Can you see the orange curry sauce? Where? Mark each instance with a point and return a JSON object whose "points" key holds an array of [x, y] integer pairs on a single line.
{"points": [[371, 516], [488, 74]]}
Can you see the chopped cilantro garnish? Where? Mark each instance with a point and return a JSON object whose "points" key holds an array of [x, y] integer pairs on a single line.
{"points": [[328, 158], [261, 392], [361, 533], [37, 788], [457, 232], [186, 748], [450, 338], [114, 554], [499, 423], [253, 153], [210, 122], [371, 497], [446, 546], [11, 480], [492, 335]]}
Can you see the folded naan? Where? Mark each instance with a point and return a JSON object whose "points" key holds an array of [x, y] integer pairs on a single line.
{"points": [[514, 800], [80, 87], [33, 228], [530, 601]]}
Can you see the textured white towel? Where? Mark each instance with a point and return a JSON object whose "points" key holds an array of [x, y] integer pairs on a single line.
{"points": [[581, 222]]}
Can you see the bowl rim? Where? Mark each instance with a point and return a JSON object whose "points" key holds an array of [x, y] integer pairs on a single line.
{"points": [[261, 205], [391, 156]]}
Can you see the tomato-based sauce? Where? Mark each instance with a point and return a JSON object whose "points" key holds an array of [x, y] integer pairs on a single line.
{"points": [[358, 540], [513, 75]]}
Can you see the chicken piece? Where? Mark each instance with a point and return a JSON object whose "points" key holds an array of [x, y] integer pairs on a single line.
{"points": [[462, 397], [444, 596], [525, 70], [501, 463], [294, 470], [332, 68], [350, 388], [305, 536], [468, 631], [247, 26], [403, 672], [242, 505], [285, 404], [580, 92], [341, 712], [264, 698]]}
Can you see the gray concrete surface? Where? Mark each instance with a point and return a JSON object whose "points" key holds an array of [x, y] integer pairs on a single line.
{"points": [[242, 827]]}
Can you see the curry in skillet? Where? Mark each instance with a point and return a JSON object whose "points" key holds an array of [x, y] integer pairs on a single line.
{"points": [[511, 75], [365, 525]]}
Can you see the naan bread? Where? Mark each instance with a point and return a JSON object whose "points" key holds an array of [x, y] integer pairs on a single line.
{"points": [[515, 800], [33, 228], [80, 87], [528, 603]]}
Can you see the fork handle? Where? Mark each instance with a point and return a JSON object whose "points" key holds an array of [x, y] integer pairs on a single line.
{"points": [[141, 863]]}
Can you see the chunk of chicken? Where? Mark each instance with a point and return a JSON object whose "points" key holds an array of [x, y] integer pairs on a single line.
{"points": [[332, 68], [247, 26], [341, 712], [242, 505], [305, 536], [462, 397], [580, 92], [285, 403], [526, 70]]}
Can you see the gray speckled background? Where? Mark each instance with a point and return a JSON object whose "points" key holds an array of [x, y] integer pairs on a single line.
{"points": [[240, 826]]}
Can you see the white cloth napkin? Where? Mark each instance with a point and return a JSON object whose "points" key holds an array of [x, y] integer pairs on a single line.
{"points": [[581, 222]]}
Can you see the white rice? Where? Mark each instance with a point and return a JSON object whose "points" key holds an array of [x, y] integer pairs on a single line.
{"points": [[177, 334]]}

------------------------------------------------------------

Every line of the listing is to be returned exactly as given.

◆ **TASK ANSWER**:
Can you see the orange curry sauce? Where? Mark each instance with a point and return a JSON object whose "points" key holds an array of [x, y] integer pairs on a single line.
{"points": [[371, 516], [488, 74]]}
Can you see the chopped cilantro garnish? Where? Mark each instance with a point and return a JSON object whose "points" key holds an array of [x, y] integer pairs on a single line.
{"points": [[328, 158], [261, 392], [361, 533], [37, 788], [457, 232], [186, 748], [450, 338], [114, 554], [499, 423], [253, 153], [210, 122], [371, 497], [446, 546], [11, 480], [492, 335]]}
Can you see the folded naan? Where? Mark each instance with a point and return a JSON object whose "points" key holds an array of [x, y] integer pairs on a single line.
{"points": [[514, 800], [80, 87], [33, 228], [530, 601]]}
Can you see the textured white towel? Where? Mark each instance with a point and return a JSON object whose "points" key holds an array of [x, y] integer pairs on a single line.
{"points": [[581, 222]]}
Can you see the bowl rim? Where? Mark each instance with a point and return a JSON object whose "points" key holds an array of [x, y] integer pairs on a single line.
{"points": [[261, 205], [391, 156]]}
Can you see the tomato-based sauce? Where? Mark each instance with a point and return a JSON object whose "points" key holds an array of [x, y] integer pairs on a single line.
{"points": [[358, 540], [513, 75]]}
Can you see the chicken piece? Where? Mark each instance with a point and return a JSON object whose "points" key holds an array of [x, y] integer pairs on a single line.
{"points": [[462, 397], [444, 596], [525, 70], [501, 463], [294, 470], [332, 68], [350, 388], [305, 536], [468, 631], [247, 26], [403, 672], [242, 505], [285, 404], [580, 92], [341, 712], [264, 698]]}
Can you see the gray concrete surface? Where? Mark each instance with a point and return a JSON object whose "points" key holds an array of [x, y] integer pairs on a single line.
{"points": [[242, 827]]}
Can you see the curry in skillet? Where? Mark each instance with a point and return a JSON object whose "points" key holds an array of [x, y] integer pairs on a single line.
{"points": [[511, 75], [365, 525]]}
Can you see the naan bread? Where? Mark each instance with a point and return a JSON object whose "points" key holds an array of [x, y] integer pairs on a single line.
{"points": [[515, 800], [33, 228], [80, 87], [528, 603]]}
Can you see the fork handle? Where? Mark each instance with a point and return a JSON object whose "points" key holds an array of [x, y] integer pairs on a single line.
{"points": [[141, 863]]}
Can you see the chunk of chicken? Where? Mark each instance with a point and return a JSON object whose "points" key holds an array of [x, y] integer pairs on a single line.
{"points": [[332, 68], [247, 26], [341, 712], [242, 505], [305, 536], [462, 397], [580, 92], [285, 403], [526, 70]]}
Can you see the gray speckled background? Where? Mark each instance with a point and return a JSON object whose "points" key holds an array of [x, y] integer pairs on a single line.
{"points": [[240, 826]]}
Can you see the white cloth napkin? Where? Mark each instance with a point and return a JSON object whose "points" key holds an array of [x, y] integer pairs on a single line.
{"points": [[581, 222]]}
Can you see the white rice? Where? Mark each instance with a point and return a JSON object whose "points" key holds an array of [x, y] integer pairs on a single line.
{"points": [[177, 334]]}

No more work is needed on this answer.